What the task asks:
Turn the lines from the one containing "Exercise. Spot the man's neck" through the final line of the rows below into a Markdown table with the columns Number and Line text, leaving out blank lines. Include only those lines.

Excerpted data:
::::::::::

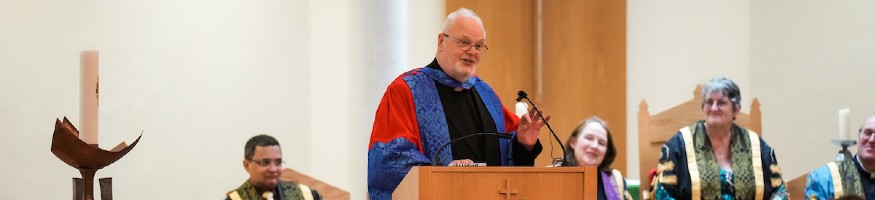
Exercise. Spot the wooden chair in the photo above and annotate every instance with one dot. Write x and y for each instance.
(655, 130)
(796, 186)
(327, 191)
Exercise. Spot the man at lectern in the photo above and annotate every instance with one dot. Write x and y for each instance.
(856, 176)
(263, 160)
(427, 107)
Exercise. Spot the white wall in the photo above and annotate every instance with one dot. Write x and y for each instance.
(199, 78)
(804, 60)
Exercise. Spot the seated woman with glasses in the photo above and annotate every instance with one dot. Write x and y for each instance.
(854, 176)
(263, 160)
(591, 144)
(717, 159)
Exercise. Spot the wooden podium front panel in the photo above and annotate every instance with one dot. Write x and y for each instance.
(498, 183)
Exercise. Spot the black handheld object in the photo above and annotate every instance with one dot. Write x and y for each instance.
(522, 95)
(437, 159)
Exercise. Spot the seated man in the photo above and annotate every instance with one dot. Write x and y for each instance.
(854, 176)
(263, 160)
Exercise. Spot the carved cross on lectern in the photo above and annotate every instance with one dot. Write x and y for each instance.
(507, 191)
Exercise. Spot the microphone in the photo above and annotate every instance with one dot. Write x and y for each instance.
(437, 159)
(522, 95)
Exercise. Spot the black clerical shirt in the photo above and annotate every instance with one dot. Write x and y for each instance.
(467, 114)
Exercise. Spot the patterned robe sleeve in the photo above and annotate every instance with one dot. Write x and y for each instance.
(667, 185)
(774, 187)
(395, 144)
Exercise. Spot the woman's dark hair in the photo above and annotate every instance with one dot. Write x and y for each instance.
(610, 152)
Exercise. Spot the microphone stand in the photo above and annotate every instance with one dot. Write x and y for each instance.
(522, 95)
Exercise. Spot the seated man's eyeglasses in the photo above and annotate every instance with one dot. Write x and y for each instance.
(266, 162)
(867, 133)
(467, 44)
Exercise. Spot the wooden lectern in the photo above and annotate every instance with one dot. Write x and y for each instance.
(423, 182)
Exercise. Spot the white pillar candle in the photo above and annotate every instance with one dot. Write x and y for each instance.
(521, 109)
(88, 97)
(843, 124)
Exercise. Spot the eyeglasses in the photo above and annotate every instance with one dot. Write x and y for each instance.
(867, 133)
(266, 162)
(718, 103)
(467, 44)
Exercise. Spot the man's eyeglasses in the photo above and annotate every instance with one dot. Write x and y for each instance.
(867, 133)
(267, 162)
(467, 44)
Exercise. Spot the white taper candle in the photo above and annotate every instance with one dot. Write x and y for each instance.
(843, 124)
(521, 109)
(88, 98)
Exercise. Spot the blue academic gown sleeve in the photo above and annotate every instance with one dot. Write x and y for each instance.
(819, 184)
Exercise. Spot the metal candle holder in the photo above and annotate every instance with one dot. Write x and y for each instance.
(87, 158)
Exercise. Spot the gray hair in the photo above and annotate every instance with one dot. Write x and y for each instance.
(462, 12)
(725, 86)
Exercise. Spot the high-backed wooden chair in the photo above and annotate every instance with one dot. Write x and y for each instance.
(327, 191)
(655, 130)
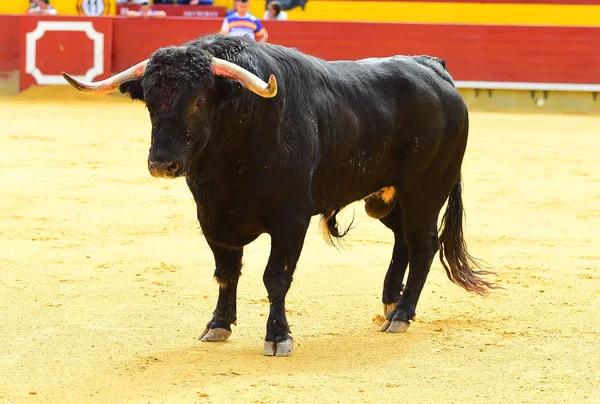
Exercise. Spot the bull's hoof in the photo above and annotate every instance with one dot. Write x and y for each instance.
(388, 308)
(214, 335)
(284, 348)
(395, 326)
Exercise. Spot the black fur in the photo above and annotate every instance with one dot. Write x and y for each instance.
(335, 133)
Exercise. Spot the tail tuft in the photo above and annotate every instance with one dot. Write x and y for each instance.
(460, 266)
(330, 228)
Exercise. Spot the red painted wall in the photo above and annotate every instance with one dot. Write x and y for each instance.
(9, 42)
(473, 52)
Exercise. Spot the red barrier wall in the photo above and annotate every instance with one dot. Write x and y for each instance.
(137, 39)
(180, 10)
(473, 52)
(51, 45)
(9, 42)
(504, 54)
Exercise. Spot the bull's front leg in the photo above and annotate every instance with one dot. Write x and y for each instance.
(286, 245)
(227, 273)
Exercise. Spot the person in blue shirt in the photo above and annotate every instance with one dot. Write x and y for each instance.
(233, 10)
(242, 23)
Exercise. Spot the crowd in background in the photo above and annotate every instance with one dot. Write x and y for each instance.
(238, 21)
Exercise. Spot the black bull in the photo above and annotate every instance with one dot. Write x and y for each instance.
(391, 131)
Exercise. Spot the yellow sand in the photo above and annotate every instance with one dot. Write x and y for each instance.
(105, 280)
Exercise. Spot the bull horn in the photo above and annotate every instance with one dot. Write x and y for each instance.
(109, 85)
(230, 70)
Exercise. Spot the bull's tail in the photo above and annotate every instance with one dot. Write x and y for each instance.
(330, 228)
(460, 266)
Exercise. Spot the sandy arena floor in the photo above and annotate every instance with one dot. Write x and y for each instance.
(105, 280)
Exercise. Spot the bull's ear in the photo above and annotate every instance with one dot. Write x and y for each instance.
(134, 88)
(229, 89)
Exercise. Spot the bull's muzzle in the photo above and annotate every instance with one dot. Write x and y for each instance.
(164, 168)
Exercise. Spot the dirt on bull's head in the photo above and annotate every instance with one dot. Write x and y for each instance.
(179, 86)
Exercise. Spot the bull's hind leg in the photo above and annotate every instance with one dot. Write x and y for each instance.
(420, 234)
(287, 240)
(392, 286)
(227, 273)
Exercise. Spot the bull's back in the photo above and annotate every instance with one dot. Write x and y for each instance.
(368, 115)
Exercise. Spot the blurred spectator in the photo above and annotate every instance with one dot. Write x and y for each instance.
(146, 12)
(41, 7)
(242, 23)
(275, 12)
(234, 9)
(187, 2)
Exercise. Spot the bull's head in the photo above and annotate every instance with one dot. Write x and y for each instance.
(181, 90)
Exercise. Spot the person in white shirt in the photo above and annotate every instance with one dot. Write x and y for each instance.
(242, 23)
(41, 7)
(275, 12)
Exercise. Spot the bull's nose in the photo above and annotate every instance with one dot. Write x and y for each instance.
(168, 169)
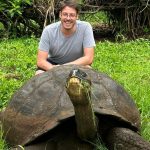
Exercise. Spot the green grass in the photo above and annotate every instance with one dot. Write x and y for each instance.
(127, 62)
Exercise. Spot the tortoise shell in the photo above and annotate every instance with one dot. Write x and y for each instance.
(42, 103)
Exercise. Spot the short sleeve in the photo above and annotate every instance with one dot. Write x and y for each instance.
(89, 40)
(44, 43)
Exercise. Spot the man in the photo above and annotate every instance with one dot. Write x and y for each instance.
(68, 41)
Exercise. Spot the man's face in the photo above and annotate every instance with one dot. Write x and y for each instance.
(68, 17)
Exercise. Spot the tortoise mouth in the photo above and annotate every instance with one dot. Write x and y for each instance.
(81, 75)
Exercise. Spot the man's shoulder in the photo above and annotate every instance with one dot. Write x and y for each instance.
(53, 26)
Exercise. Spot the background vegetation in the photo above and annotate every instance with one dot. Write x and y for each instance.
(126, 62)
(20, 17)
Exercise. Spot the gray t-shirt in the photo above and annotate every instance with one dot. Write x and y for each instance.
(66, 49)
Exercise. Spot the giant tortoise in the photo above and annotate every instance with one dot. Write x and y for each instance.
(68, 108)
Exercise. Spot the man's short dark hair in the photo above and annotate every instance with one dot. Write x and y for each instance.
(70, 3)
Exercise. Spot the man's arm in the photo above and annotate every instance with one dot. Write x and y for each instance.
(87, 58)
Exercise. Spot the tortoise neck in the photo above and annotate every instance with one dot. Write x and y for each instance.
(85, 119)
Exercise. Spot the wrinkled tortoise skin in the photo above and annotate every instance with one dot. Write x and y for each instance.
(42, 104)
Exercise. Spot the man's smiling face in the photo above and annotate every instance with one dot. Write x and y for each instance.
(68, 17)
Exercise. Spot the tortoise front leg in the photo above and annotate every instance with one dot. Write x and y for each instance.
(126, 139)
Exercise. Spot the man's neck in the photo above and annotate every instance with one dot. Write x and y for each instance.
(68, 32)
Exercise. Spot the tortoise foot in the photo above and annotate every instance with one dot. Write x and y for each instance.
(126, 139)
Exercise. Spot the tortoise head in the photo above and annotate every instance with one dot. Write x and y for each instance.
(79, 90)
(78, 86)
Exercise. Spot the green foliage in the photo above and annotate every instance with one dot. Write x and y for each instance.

::::::::::

Expected answer:
| Number | Line text |
|---|---|
| 1 | Exercise. Spot the man's neck in the photo above and annotate every instance with one dot. Write x and y for each instance. |
| 2 | (68, 32) |
| 3 | Exercise. Spot the tortoise foot in the photo above and annotate every instance with one dot. Write x and y for each instance. |
| 4 | (126, 139) |
| 5 | Exercise. Spot the tortoise head in the photo above and annotate every instance with one dot. Write x and y for each instance. |
| 6 | (79, 90) |
| 7 | (78, 86) |
| 8 | Exercise. Spot the green foliage in the photo above and annotate every instance with one dot. Write x and y for each instance. |